Point labeling dataset excerpts:
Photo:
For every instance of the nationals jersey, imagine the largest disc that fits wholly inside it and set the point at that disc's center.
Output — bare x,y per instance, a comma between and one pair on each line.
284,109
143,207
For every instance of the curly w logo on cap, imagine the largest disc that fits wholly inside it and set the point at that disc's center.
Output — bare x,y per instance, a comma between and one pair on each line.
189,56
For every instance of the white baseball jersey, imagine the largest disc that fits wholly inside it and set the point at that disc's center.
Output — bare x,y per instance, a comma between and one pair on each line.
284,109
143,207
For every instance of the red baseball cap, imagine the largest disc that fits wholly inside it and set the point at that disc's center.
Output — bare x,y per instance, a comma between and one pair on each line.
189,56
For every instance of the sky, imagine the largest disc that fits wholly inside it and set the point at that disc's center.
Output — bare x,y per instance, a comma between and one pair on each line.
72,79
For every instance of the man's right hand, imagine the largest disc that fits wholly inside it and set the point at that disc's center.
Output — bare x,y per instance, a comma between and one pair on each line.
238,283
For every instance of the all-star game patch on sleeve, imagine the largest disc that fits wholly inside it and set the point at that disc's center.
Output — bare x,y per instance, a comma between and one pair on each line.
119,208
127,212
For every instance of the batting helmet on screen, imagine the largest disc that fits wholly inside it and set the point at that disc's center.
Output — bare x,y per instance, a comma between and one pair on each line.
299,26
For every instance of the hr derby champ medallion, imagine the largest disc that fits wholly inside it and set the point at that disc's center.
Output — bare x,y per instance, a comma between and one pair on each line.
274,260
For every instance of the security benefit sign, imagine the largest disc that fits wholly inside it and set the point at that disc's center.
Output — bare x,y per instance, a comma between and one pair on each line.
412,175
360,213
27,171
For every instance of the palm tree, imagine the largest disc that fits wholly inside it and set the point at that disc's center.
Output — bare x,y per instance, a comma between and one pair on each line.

STATED TASK:
Each entry above needs to be retyped exactly.

COMPLETED EXERCISE:
Photo:
For every instance of the nationals jersey, imagine the largest disc that fits wholly inside it and set the point at that disc's center.
Output — bare x,y per instance, a comma between and one pair on each line.
284,109
143,207
For every instance of the curly w logo on cap, imagine the largest disc that fits wholly inside it and set the point at that disc's center.
Output — bare x,y per instance, a comma between and one pair on each line.
189,56
For every instance of the white baseball jersey, imagine the largest disc that fits wholly inside it and set the point at that disc's center.
Output — bare x,y per instance, a comma between and one pair on each line.
284,109
143,207
For every instance of the red baseball cap, imagine the largest disc that fits wholly inside it and set the point at that disc's center.
Output — bare x,y per instance, a comma between and one pair on each line.
189,56
For every instance of the sky, imagine the largest disc that fits wholly inside it and set the point at that disc's center.
Output — bare x,y per instance, a comma between and one pair on each line.
72,79
For every instance of the man's right hand, imagine the largest disc that fits wholly inside it and set the point at that disc's center.
Output — bare x,y per instance, a comma between and one pair on each line.
238,283
For every instance of the all-star game patch on sleeve, imagine the largest disc that fits wholly inside it and set the point at that disc's center.
Output — bare x,y per instance, a comma between and one pair on each line.
119,208
127,212
For every instance of the batting helmet on screen, imagine the largest disc that fits wholly inside it and set the point at that disc's center.
Output — bare x,y per instance, a comma between and one pair on each line.
299,26
For every instance of the hr derby champ medallion, imagine the largest disc that fits wholly inside it and set the point at that disc's center.
Output — bare x,y per instance, a comma between and one pair on each line.
274,260
For every instance of the security benefit sign, imagine the largest disc that fits wholly inside it and set the point at that disc's center.
Output — bare x,y per instance, a comma between and one pair on each line.
412,175
360,213
27,171
For every instance of the palm tree, imagine the largest disc that fits wholly inside it and set the point at that disc's center.
Output — bare x,y per instance, a comma between and one pair on each line.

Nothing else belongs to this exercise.